DATA EXCERPTS:
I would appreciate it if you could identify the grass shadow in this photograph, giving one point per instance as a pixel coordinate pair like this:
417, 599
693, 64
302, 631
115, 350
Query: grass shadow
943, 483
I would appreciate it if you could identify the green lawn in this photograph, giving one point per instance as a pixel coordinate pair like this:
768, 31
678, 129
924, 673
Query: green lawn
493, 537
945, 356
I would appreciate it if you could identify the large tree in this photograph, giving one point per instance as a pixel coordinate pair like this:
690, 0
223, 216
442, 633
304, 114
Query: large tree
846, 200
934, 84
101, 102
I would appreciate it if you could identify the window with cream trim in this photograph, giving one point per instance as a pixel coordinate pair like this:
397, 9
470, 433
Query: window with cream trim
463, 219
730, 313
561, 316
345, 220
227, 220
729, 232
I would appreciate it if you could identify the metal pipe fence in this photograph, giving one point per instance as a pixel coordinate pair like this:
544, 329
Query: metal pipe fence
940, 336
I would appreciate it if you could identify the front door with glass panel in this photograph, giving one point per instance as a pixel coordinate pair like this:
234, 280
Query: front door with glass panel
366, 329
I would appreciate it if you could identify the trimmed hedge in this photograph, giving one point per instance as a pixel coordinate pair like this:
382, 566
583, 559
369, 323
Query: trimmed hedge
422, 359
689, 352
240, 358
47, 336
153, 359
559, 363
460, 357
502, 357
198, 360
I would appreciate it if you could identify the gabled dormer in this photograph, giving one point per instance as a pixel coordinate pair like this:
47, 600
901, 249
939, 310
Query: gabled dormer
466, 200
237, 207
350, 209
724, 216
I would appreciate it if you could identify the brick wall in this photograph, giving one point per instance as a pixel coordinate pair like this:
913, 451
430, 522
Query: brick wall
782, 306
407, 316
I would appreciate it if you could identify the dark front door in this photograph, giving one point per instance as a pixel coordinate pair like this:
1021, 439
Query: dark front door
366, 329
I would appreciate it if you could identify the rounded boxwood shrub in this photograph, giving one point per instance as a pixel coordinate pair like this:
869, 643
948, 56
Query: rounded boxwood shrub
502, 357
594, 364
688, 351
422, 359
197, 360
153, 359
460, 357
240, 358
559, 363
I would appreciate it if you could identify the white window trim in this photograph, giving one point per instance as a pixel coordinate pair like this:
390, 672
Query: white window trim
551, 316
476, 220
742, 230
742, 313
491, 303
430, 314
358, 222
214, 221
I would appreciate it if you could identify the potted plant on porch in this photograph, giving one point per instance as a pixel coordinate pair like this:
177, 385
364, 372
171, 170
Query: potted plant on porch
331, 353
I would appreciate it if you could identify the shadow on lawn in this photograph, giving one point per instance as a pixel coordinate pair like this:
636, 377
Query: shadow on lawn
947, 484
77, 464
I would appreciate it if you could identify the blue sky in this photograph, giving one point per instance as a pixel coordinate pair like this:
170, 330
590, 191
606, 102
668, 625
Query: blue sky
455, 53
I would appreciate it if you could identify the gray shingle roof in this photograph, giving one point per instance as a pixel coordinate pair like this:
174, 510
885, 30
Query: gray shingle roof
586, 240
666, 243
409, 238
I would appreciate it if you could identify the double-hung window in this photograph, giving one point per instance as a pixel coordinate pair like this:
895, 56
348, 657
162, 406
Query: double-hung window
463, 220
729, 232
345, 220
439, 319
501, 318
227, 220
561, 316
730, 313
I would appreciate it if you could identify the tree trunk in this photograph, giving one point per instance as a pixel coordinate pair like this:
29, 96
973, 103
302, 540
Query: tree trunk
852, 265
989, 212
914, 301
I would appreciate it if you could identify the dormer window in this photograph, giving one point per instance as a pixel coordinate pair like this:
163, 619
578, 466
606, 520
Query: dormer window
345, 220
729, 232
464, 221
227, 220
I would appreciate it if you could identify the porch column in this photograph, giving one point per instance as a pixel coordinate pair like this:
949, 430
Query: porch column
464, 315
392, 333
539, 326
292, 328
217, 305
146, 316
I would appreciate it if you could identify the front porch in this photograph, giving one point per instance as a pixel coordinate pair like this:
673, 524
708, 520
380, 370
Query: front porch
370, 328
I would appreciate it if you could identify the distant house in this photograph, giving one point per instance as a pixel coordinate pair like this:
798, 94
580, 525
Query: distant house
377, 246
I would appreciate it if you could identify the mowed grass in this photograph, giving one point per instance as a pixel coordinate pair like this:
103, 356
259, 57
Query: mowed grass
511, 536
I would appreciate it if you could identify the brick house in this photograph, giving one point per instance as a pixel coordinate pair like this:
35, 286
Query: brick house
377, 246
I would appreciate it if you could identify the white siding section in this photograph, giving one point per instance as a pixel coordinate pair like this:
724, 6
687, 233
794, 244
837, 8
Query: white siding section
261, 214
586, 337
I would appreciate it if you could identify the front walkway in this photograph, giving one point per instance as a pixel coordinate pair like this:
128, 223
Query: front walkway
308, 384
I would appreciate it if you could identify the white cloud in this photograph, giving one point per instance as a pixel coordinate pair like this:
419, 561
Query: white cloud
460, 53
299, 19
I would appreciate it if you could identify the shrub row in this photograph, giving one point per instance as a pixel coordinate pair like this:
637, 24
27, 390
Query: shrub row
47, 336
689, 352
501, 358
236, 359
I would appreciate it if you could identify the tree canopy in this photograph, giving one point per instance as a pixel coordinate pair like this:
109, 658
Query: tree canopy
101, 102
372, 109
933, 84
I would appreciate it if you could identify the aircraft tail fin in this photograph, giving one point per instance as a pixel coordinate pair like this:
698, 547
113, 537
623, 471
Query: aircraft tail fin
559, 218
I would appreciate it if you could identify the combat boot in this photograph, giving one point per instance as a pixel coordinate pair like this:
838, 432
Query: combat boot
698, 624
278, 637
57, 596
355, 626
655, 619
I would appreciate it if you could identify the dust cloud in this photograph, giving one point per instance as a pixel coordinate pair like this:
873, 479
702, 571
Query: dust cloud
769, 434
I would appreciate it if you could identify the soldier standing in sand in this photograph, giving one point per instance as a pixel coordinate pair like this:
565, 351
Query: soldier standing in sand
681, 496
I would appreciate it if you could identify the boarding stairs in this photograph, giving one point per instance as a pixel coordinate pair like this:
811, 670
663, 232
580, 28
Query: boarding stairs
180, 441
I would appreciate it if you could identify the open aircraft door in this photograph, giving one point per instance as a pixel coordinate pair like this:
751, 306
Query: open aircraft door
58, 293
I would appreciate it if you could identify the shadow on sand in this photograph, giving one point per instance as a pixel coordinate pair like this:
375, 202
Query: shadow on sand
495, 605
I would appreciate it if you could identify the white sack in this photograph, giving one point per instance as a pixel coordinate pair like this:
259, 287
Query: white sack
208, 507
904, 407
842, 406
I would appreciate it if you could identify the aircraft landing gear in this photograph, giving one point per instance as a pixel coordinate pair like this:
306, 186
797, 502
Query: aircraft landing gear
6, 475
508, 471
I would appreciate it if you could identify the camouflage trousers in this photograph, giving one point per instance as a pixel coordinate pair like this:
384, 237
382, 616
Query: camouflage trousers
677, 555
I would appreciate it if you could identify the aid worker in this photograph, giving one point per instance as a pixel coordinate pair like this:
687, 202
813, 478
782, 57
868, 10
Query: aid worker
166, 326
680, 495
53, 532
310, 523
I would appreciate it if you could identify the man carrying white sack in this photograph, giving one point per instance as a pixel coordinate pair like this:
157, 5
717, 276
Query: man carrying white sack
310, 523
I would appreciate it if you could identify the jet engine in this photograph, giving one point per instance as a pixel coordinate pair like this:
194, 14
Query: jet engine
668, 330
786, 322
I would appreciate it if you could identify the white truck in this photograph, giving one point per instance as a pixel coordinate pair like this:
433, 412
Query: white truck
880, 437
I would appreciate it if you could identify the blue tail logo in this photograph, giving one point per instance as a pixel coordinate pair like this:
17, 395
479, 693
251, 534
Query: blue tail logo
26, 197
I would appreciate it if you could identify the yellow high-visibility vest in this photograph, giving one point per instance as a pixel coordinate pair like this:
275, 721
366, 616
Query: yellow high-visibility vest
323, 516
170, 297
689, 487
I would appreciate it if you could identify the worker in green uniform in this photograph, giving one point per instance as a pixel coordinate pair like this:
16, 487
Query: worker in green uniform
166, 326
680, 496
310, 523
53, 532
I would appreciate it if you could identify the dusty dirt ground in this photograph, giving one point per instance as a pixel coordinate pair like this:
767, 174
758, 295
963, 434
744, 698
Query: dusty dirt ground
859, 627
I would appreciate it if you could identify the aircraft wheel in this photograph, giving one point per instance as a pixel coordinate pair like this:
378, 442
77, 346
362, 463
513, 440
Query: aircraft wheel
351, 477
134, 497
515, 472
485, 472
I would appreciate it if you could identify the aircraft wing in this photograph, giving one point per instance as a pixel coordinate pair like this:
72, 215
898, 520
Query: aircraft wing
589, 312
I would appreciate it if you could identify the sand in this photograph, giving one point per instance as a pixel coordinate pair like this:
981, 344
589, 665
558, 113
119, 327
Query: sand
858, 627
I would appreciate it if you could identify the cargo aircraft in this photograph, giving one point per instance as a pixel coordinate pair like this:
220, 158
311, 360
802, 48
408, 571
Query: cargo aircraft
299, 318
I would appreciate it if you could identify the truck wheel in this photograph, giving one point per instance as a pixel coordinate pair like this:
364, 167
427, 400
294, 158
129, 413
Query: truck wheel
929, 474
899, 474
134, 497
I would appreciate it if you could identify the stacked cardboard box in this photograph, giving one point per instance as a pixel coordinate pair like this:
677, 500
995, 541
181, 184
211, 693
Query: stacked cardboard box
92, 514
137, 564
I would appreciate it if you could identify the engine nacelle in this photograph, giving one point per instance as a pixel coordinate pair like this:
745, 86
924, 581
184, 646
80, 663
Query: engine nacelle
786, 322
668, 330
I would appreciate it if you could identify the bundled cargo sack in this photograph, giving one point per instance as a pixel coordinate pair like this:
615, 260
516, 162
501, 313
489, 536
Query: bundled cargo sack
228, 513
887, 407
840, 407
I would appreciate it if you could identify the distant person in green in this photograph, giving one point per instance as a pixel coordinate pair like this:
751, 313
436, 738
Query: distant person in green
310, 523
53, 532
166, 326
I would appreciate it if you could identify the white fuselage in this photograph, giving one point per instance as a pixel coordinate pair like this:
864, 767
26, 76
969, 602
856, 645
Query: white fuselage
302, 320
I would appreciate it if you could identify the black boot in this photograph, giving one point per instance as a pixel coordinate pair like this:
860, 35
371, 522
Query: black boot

TASK BRIEF: Output, unchanged, the lines from the line with "I would appreciate it if you could identify the stacked" through the final line of the material.

ANSWER:
I would appreciate it if you could identify the stacked cardboard box in this photograph, giving one point per instance as a pixel coordinate pair like this:
677, 500
995, 541
181, 184
211, 693
Query: stacked cardboard box
92, 514
137, 564
I would appreciate it if you could identify the engine nacelle in this photograph, giving one point per instance as a pixel coordinate pair like this:
745, 86
924, 581
184, 646
80, 663
Query: engine nacelle
786, 322
668, 330
I would appreciate it if you could identify the bundled cargo sack in this photograph, giving one point per instance as a pixel coordinate pair like this:
615, 260
516, 162
501, 313
489, 536
Query: bundled cargo sack
228, 513
887, 407
840, 407
I would appreciate it if you could identify the distant person in green in this photograph, giving one point per instance as a pixel coordinate pair like this:
751, 313
436, 738
Query: distant person in green
310, 523
53, 532
166, 326
I would appreciate it if you could identify the white fuselage in this photograph, giving one point per instance as a pixel coordinate pair like this:
864, 767
26, 76
969, 602
856, 645
Query: white fuselage
302, 320
I would appreciate it if you could identify the black boot in this photograph, giving one point per instance as a pixel coordinate pair like this:
860, 35
371, 522
Query: black boot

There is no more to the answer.